Reproduce the rows from the beginning of the records through the line containing "[[494, 273]]", that line included, with "silver bracelet" replaced by "gold bracelet" and everything else unchanged.

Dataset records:

────────────────

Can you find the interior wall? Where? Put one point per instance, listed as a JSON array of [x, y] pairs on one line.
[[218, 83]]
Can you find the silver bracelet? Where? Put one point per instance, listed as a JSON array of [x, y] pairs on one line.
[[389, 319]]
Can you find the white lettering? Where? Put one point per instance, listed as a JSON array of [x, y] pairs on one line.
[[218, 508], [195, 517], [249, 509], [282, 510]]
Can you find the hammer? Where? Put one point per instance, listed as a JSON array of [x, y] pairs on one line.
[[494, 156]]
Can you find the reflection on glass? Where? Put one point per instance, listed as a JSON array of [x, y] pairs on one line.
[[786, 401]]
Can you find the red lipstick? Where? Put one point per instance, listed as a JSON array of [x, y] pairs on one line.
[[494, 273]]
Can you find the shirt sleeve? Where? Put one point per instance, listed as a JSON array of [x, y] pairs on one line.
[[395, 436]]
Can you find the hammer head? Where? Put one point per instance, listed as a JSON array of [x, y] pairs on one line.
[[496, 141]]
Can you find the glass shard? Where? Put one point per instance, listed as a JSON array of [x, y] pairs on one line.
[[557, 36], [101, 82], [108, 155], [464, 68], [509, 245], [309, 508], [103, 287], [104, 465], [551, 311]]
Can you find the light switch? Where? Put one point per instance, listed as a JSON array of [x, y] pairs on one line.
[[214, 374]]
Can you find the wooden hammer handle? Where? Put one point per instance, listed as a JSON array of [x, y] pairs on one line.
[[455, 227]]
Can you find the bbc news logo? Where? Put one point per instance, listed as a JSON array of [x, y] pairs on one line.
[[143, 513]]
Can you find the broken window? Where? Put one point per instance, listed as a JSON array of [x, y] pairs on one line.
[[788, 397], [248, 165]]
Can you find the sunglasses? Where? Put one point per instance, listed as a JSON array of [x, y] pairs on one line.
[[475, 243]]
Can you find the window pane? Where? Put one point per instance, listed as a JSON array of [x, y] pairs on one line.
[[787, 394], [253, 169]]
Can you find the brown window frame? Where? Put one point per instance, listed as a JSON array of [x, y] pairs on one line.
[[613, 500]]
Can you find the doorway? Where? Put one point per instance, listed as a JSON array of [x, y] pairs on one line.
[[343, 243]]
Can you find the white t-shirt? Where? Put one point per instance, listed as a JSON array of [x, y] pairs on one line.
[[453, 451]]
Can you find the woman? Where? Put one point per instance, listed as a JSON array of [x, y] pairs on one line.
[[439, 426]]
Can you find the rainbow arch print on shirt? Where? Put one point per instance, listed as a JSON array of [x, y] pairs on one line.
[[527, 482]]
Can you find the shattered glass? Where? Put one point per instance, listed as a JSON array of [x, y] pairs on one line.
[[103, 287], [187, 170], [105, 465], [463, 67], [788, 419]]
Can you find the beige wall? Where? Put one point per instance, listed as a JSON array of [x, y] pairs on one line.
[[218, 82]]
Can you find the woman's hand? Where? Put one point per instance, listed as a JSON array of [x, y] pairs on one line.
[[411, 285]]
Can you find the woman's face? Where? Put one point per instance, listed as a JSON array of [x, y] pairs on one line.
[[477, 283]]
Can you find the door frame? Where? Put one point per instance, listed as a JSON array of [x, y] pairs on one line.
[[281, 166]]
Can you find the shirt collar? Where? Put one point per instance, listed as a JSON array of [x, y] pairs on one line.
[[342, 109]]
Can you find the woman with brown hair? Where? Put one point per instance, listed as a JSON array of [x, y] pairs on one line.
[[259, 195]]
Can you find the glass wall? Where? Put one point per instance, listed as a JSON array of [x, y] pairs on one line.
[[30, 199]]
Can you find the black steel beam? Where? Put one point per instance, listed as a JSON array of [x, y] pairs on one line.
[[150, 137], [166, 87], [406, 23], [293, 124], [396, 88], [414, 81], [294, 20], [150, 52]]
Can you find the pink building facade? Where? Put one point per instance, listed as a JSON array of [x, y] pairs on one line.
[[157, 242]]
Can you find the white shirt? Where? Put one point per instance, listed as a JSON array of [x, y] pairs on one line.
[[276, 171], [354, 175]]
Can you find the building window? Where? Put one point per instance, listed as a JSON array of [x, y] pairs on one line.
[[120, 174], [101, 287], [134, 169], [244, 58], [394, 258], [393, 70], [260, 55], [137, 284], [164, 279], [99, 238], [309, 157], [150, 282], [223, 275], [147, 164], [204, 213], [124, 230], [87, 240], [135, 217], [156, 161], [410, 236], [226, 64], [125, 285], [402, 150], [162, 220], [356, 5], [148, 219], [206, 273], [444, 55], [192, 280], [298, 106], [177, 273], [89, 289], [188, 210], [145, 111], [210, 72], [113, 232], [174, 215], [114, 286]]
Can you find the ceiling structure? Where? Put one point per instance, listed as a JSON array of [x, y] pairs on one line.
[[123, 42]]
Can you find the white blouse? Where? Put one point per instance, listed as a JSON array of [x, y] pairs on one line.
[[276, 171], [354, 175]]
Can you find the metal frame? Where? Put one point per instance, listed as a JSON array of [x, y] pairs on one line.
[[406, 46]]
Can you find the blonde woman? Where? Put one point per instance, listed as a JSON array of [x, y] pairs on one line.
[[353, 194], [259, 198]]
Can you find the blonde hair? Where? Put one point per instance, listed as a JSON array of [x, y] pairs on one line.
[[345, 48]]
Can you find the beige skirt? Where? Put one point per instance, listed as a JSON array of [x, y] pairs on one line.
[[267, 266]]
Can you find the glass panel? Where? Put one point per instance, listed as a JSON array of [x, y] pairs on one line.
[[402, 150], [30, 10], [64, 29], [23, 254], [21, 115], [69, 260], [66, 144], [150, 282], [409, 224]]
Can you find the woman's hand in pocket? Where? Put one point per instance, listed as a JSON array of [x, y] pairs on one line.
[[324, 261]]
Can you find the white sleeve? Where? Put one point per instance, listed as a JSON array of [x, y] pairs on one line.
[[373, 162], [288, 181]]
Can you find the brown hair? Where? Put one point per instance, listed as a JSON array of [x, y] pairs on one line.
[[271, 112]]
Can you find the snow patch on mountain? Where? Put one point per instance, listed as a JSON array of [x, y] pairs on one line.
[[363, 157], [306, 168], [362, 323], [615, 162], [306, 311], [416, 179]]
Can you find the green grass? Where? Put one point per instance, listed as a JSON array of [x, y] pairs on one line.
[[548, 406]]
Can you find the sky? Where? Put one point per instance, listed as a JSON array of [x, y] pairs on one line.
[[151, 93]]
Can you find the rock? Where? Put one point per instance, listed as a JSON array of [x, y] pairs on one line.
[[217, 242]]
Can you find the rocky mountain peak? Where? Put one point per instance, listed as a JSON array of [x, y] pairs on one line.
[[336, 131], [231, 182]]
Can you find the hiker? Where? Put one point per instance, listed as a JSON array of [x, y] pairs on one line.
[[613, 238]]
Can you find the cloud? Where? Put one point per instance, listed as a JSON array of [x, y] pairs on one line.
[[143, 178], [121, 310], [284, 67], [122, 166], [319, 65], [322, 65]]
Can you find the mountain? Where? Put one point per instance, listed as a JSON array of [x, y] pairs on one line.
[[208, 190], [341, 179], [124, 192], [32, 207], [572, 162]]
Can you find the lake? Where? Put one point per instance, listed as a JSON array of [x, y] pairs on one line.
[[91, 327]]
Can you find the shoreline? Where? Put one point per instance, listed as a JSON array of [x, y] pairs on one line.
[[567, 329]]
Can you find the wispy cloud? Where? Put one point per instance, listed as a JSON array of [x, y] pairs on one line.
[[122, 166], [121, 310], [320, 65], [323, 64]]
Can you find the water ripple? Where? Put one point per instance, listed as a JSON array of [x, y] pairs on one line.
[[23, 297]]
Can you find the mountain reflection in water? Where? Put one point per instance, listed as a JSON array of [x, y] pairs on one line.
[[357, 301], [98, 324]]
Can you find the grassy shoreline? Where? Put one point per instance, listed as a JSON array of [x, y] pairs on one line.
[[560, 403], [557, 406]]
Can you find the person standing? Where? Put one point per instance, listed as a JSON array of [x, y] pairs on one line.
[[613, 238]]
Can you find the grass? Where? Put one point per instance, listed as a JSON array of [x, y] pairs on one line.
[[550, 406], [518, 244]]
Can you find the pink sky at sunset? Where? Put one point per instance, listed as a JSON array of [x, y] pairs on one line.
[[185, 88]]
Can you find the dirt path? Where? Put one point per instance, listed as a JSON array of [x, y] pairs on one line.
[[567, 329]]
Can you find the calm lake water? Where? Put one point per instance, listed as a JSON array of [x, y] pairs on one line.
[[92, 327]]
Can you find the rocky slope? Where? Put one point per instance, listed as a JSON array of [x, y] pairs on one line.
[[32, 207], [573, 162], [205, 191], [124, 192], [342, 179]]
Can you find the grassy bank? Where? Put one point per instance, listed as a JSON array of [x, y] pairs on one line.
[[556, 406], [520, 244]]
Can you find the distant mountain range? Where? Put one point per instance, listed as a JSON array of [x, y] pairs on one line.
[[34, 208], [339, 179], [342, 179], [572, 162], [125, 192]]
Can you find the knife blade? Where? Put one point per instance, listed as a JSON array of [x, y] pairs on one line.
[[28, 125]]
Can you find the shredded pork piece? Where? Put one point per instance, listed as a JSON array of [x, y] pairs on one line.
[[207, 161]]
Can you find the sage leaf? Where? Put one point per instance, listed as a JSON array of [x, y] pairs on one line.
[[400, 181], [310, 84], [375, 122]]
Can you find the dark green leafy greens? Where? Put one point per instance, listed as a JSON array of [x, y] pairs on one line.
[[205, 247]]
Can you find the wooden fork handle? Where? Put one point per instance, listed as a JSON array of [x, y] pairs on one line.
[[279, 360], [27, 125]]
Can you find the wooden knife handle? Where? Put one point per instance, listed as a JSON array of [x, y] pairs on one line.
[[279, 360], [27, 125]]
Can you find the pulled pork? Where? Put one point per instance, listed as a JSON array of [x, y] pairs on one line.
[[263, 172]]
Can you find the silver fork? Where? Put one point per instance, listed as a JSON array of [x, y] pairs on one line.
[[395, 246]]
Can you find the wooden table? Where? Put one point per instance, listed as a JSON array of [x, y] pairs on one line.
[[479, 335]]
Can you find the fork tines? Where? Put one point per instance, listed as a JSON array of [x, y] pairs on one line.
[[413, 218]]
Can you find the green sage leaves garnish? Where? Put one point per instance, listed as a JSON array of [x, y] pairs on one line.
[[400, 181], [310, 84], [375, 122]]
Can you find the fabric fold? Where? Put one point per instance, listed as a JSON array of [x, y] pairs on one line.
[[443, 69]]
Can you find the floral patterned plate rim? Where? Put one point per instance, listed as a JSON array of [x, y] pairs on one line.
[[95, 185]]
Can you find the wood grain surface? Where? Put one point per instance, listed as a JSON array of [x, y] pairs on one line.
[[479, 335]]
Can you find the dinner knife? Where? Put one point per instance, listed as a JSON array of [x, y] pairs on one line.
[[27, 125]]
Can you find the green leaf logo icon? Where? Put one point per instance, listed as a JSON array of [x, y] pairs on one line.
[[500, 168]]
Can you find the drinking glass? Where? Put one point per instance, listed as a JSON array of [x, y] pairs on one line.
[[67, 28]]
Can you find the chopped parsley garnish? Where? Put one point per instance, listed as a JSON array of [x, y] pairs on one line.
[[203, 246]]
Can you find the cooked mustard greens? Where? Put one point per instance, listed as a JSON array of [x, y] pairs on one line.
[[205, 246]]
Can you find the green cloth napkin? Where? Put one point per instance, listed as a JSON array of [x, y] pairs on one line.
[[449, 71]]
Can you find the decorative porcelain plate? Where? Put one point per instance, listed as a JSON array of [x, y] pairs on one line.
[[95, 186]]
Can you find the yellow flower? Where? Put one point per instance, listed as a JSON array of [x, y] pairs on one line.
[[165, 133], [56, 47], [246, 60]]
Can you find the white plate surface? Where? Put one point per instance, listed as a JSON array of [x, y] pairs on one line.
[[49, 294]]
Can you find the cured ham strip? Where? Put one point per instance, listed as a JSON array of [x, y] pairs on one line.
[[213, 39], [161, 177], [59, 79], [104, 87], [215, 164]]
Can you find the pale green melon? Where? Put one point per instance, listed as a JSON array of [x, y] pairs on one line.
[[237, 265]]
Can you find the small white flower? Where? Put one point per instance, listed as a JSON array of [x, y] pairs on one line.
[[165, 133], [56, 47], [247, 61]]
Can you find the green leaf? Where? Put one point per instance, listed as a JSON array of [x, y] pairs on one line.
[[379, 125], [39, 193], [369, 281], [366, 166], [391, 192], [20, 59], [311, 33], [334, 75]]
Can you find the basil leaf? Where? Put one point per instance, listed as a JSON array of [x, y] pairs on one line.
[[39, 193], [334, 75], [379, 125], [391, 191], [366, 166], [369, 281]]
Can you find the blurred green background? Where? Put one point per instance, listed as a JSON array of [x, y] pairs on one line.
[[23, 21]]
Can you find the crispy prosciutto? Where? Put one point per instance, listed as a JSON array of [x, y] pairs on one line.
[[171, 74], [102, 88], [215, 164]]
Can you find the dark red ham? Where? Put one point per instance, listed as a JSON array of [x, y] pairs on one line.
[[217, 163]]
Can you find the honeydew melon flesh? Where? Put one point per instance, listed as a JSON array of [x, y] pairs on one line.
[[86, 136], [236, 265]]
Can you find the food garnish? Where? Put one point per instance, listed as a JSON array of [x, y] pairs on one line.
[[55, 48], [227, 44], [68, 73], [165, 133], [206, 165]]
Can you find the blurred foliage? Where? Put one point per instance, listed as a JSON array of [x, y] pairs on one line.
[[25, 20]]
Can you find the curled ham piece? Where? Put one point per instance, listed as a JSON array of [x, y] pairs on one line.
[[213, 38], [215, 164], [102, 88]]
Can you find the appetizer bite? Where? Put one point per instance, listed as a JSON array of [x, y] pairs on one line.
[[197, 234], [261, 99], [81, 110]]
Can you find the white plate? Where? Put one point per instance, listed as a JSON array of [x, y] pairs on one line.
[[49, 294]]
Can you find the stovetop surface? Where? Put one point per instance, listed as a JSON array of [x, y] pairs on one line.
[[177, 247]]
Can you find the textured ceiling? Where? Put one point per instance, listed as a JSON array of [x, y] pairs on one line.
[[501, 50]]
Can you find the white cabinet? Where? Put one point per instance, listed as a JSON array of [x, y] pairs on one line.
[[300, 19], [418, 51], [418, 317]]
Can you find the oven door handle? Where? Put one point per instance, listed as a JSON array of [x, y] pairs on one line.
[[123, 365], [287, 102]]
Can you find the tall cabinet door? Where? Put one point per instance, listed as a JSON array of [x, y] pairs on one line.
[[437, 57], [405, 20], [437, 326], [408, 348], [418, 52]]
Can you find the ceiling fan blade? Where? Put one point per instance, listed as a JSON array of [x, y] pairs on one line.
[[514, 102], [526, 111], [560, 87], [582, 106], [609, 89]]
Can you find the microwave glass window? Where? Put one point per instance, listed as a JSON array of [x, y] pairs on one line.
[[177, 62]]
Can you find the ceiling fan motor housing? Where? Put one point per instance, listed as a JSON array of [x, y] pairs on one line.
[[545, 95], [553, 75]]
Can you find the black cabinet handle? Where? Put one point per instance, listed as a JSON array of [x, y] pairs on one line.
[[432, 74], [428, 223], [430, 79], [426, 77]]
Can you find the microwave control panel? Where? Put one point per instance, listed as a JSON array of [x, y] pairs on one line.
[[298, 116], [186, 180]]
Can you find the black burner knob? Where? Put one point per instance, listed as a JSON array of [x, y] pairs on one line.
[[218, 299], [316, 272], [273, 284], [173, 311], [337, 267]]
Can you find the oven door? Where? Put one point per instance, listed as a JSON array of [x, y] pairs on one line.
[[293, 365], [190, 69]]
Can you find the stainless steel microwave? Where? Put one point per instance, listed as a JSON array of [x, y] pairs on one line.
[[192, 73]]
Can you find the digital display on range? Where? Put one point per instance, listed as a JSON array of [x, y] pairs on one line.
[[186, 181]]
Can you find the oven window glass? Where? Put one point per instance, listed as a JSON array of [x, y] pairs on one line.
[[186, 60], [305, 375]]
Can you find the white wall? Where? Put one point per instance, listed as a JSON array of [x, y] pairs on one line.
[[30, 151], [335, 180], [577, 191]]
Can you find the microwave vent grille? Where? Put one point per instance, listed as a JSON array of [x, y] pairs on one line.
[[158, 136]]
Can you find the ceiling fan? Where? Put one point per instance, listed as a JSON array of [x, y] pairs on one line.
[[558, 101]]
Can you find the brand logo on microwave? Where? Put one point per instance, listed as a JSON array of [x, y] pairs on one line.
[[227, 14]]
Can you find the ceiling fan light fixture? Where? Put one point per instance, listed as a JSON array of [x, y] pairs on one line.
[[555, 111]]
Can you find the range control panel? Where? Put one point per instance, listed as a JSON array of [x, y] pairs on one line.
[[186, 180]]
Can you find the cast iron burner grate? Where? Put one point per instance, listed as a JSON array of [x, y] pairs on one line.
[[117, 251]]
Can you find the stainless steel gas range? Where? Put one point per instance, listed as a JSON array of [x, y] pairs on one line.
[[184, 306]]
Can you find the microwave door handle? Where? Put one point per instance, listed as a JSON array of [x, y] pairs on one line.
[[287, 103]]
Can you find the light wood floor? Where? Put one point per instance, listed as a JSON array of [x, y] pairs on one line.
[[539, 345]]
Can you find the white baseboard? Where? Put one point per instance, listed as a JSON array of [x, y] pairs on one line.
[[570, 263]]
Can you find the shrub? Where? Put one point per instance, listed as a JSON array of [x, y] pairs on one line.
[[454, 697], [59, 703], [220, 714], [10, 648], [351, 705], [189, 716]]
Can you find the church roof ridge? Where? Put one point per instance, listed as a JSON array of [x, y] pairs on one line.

────────────────

Full output>
Can you find the interior wall? Where? Put one point per instance, listed as a JSON array of [x, y] pairs on one line.
[[218, 83]]
Can you find the gold bracelet? Where? Put one point per instance, listed as a JSON array of [x, y] pairs on one line.
[[389, 319]]
Can you find the white lettering? Where? Put one point per instance, listed as a JSON array of [x, y] pairs on one line.
[[218, 508], [195, 517], [249, 509], [282, 510]]
Can you find the hammer? Where? Put one point per instance, listed as a JSON array of [x, y] pairs on one line.
[[494, 156]]
Can you find the reflection on glass? Where? Put one point per instance, listed as a JSON array of [x, y] pairs on one line.
[[786, 401]]
Can you find the red lipstick? Where? Put one point per instance, listed as a JSON array of [x, y] pairs on one line.
[[494, 273]]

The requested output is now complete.